BRON.

+-------+

Een einde stellen aan de gettoscholen of het debat over de “vrijheid van schoolkeuze” durven voeren

Facebooktwittermail

Minister Arena wil vanaf september 2007 enkele voorzichtige hervormingen invoeren rond het inschrijvingsrecht in het Franstalig leerplichtonderwijs. De maatregelen situeren zich in het onderdeel “gettovorming in de scholen bestrijden” van het “Contract voor de school” (Contrat pour l’Ecole) dat de regering van de Franse Gemeenschap in 2005 goedkeurde.

Zo moeten de scholen een gemeenschappelijke inschrijvingsperiode in acht nemen en een inschrijvingsregister bijhouden. De leerlingen moeten, behoudens uitzonderlijke omstandigheden, in principe dezelfde graad (= 2 jaren) in dezelfde school volgen. Tegen dit ontwerp van decreet is vanuit bepaalde kringen (de liberale MR, de katholieke oudervereniging UFAPEC) verzet gerezen. De onderwijsvakbonden en andere onderwijsorganisaties, verenigd in het “Platform tegen schoolmislukkingen” reageerden in december 2006 met onderstaand communiqué op de maatregelen van minister Arena.

+-------+

(Regels uit een set puntannotaties)
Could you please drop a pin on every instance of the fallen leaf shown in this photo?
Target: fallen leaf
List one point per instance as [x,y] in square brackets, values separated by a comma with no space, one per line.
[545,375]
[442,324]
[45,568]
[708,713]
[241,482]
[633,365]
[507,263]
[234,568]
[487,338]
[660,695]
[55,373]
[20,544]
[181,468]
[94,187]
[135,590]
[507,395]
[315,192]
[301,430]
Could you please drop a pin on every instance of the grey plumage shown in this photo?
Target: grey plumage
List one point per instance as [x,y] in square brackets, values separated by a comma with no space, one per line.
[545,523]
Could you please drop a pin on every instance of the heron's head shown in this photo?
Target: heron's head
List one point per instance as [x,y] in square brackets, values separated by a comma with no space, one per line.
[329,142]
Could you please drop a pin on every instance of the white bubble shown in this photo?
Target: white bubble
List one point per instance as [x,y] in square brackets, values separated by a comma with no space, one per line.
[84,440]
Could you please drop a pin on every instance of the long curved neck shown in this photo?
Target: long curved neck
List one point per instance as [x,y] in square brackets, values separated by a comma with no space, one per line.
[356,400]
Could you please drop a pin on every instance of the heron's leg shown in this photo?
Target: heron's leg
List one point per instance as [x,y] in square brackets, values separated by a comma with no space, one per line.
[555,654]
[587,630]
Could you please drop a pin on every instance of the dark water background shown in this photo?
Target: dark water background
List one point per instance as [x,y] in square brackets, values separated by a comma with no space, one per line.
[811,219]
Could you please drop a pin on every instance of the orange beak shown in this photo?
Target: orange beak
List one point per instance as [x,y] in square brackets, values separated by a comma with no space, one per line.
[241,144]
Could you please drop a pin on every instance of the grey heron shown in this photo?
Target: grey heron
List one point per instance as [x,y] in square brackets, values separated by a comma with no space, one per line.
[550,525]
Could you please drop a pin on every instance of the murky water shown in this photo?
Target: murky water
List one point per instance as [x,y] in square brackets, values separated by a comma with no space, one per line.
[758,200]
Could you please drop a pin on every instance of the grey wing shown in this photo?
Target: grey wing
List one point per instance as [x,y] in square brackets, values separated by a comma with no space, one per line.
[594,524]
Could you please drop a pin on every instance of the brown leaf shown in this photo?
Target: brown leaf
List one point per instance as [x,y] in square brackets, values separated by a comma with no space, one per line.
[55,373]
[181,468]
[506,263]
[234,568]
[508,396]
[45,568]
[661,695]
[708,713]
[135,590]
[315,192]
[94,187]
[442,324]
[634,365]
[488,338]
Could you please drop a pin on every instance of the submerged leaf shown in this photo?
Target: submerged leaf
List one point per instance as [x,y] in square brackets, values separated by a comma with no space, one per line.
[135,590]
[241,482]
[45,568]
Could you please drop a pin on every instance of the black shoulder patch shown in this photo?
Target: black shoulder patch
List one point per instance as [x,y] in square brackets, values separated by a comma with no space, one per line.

+-------+

OPDRACHTEN.
1 – Geef voor elke bewering aan of ze klopt met de bron, met ja of nee, en citeer de woorden uit de bron die de doorslag geven. (a) De hervormingen moeten vanaf september 2007 ingaan. (b) Het "Contract voor de school" werd in 2006 goedgekeurd. (c) Scholen moeten een inschrijvingsregister bijhouden.
2 – Welke oudervereniging kwam volgens de bron in verzet tegen het ontwerp van decreet?
3 – Ga verder met de tekst over het inschrijvingsrecht in het Franstalige onderwijs, direct na de laatste zin.

VERWACHTE ANTWOORDEN.
1 –
(a) Ja: "Minister Arena wil vanaf september 2007 enkele voorzichtige hervormingen invoeren"
(b) Nee: "dat de regering van de Franse Gemeenschap in 2005 goedkeurde"
(c) Ja: "een inschrijvingsregister bijhouden"

2 – De katholieke oudervereniging UFAPEC.

3 –
“Deze maatregelen gaan niet ver genoeg, als ze al niet contraproductief zijn. Vele vaststellingen tonen aan dat de sociale ongelijkheid die reeds aanwezig is vóór de start op school, wordt versterkt door een duaal schoolsysteem dat de armsten benadeelt. Dat gaat in tegen de rechten van het kind en is dus onaanvaardbaar. Want de school moet iedereen toegang verlenen tot de kennis en competenties die begrijpen en handelen in een steeds complexer wordende wereld mogelijk maken. Eén van de sleutels in het gevecht tegen die ongelijkheid is de strijd tegen de dualisering van de scholen.

Ons schoolsysteem is opgebouwd rond de “vrijheid” van het aanbod van de scholen en van de vraag van de ouders. En tegenwoordig gebeurt de keuze meer en meer in functie van ‘marktargumenten’.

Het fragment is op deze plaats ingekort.